(Your instructions)
Once the line containing "For every instance of the building" is found, return it and every line that follows, up to and including the final line of the material, exactly as written.

*** Extracted data ***

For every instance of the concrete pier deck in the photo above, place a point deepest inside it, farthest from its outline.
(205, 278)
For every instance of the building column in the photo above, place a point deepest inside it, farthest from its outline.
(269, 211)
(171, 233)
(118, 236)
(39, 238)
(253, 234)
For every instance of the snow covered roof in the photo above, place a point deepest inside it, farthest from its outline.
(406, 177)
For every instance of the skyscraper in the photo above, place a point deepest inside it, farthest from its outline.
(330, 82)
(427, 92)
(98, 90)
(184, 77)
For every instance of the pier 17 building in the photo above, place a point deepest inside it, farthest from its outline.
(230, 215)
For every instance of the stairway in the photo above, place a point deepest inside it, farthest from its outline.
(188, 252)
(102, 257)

*** End of Extracted data ***

(Exercise result)
For every instance of the building column in the photo above, place a point deepest inside it, farthest from its outline.
(269, 211)
(171, 233)
(118, 236)
(39, 238)
(253, 234)
For every instance of the snow covered roof in the photo above, place a point deepest inside it, farthest from its outline.
(406, 177)
For every instance of the skyscraper in the photo above, place a point deepest inside it, farthest from its outline.
(330, 82)
(427, 92)
(98, 90)
(184, 77)
For every instance of the pier 17 building in the photo above, place a point deepest inside it, farthest from its outline.
(230, 215)
For every instance of the stairway in the photo above, place a point deepest inside it, farthest from its outline.
(188, 252)
(102, 257)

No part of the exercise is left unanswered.